WHAT YOU NEED TO DO ::
Quote the records that follow in full, leaving the pictures out.

== DATA FOR THIS TASK ==

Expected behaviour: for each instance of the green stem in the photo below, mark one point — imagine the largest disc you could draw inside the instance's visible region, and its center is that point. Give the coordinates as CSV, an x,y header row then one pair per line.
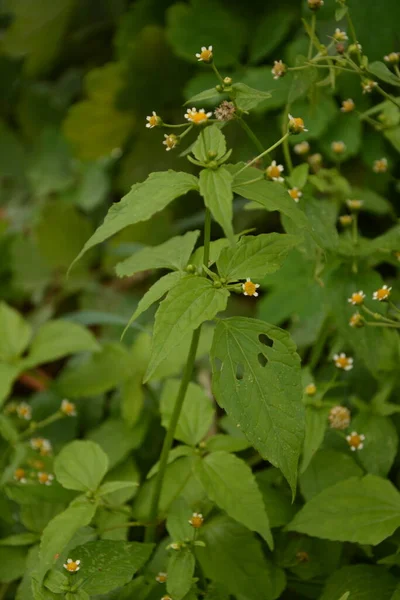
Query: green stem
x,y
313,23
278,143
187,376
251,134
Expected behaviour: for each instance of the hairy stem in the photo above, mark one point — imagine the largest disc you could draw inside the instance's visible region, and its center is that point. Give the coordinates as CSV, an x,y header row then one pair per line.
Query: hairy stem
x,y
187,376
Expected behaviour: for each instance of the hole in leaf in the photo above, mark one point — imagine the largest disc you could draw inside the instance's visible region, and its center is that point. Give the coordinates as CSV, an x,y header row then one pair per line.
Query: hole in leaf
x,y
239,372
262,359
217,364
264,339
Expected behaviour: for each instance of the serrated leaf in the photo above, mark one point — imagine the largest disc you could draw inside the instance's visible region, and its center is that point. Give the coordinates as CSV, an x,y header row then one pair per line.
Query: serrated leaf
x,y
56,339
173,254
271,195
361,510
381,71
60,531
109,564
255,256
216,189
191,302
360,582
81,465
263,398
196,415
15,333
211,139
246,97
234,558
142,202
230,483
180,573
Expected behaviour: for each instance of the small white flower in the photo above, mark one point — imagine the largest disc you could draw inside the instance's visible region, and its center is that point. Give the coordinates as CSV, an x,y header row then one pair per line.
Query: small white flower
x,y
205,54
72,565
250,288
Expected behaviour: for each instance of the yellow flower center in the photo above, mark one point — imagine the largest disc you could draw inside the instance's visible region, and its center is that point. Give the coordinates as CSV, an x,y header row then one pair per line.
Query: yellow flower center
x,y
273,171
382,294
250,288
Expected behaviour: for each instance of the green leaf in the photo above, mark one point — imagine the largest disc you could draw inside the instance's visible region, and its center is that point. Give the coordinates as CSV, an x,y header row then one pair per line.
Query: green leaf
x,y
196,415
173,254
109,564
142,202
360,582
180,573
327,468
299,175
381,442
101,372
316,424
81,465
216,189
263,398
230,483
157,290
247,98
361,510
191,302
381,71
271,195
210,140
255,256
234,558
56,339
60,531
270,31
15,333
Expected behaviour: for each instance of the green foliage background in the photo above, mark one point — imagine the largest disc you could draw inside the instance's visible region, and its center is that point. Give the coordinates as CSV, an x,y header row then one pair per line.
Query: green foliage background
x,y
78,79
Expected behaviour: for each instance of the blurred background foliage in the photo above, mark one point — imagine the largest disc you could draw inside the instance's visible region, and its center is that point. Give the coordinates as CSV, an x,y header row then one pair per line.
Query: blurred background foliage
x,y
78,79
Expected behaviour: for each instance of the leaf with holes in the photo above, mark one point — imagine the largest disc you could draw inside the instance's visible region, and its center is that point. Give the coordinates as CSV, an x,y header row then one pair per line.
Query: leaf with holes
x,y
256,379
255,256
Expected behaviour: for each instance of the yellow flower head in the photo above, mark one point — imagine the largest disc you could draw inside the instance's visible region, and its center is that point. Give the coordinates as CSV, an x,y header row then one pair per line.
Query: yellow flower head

===

RESPONSE FOR THIS EXERCISE ::
Expected behaviour: for each instance of the green stem in the photo below, mark one point — imagine the largest disc you could draw inside the instance's visible region, and its center is that point. Give the coordinates as CSV, an x,y header row then one pair per line.
Query: green stem
x,y
313,23
278,143
187,376
251,134
Expected behaviour: for each instance of the hairy stem in the photo above, mark one point — imagine the largest disc you could draw inside the instance's visible region, and its center is that point. Give the coordinates as CSV, an x,y header row then one pair per line.
Query: hairy stem
x,y
187,376
Expected behaviour: for each instance of the hole in leaf in the photo above, mark one point — imagine the largest disc you could draw inside the instance's visible region, and its center is that point. Give the coordinates as CSV, an x,y header row then one pair per line.
Query: hole in leaf
x,y
239,372
262,359
217,364
264,339
Expected behaviour: for each instance of the serrated leaf in the photo above, mark one point — imagine the largest disc you could draw inside the instance's visible region, and its center is that point. Give the coordinates as CSV, an x,y header row then one pair per line.
Query: serrated leaf
x,y
56,339
173,254
271,195
361,510
381,71
60,531
109,564
255,256
216,189
191,302
360,582
81,465
263,398
196,415
15,333
211,139
246,97
234,558
142,202
230,483
180,573
Expected behaviour: for each instance of the small white flower in the photo above, mark one point — imagine the largest disc you could draw inside the instance's visible region, and its center is that point. Give the coordinates as CSV, an x,y header row then one pair per line.
Query: small white flower
x,y
205,54
72,565
250,288
Expected behaviour: for each instance of the yellow flower center in the photo above, mark one point — imagine the largest disc you could draw inside the instance's visible region, and its center is that point. Give the coordinates as CSV, an x,y header row then one pair per line.
Query: yellow flower center
x,y
273,171
382,294
250,288
Expected behaviour: for each instance of the green leaf in the photo above, mark one point — imagine the largest disc you could draw inside the instance's visible region, and its center is that point. Give the coordinates as CSV, an x,y header row then one pair per line.
Query: green leaf
x,y
196,415
173,254
109,564
142,202
360,582
180,573
327,468
299,175
381,442
101,372
316,424
81,465
216,189
263,398
230,483
157,290
247,98
361,510
191,302
381,71
271,195
210,140
255,256
234,558
56,339
60,531
270,31
15,333
Expected behaviour: for each instance of the green foliage background in the photo above, mark one point — imagine the largest disc you could draw inside the instance's visible region, and its center is that point. Give the coordinates as CSV, an x,y header row then one pair per line.
Query: green foliage background
x,y
78,79
Expected behaviour: for each instance of the blurred background foliage in the photo above, mark one point — imagine the largest disc you could draw inside the instance's visible region, and its center is that point. Give the coordinates as CSV, an x,y header row then one pair per line.
Query: blurred background foliage
x,y
78,79
Expected behaviour: for each instance of the leaf with holes in the photo above, mark one point — imagine the largest disc you could draw inside the instance's visible region, and its center is that point. Give the coordinates as CSV, an x,y header row then one pair per line.
Query: leaf with holes
x,y
256,379
255,256
Expected behaviour: for each instance of the yellow flower head in the photo above, mark one point — imagine the largest disc you could draw inside the instance's visible region, and its center is that point. Give the coordinates as CSV, an x,y header row then one pair per line.
Query: yellow flower head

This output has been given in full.